***** MATERIAL PROVIDED *****
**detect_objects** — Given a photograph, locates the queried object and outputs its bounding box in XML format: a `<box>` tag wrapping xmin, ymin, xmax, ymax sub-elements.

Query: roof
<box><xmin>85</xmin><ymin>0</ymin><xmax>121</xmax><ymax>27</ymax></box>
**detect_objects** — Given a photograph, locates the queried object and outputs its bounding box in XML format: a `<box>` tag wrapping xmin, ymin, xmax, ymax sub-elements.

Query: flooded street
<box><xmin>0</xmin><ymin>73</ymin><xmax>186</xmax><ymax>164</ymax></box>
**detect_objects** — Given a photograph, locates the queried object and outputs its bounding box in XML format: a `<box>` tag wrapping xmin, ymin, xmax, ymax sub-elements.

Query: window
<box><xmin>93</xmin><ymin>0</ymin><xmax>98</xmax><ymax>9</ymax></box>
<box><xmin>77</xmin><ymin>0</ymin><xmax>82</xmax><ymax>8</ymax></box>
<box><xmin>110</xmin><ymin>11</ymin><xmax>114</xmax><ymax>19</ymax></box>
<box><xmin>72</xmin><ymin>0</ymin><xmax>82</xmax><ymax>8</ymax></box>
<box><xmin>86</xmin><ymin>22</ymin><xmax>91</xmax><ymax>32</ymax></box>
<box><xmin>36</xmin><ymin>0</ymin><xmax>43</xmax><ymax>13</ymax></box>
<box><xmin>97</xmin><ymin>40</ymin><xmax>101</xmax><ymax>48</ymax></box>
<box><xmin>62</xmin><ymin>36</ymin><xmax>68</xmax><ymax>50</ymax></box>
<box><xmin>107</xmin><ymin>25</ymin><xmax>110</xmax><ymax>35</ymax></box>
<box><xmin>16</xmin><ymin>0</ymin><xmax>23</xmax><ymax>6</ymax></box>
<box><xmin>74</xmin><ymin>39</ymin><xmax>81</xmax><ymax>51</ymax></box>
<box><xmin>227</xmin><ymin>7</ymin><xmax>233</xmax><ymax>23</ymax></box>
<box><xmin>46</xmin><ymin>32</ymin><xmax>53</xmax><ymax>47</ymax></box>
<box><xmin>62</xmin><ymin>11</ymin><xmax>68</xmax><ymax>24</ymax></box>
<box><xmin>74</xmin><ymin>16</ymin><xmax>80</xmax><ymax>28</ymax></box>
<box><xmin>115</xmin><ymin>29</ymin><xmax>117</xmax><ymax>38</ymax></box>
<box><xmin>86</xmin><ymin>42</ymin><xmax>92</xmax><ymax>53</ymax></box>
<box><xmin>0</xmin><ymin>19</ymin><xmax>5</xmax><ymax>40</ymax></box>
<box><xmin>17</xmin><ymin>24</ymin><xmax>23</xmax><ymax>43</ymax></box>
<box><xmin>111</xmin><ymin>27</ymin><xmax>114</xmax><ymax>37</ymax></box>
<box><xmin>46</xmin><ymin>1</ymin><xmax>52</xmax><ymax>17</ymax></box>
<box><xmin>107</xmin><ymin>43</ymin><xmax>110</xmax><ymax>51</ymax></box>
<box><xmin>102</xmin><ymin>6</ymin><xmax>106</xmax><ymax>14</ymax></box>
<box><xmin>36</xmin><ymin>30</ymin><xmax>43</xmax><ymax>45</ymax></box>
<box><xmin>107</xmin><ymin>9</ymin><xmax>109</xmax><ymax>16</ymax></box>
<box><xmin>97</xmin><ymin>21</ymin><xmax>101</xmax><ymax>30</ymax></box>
*****
Return each line of the listing above that contains the string "Query".

> [ANSWER]:
Query: roof
Query: flooded street
Query: window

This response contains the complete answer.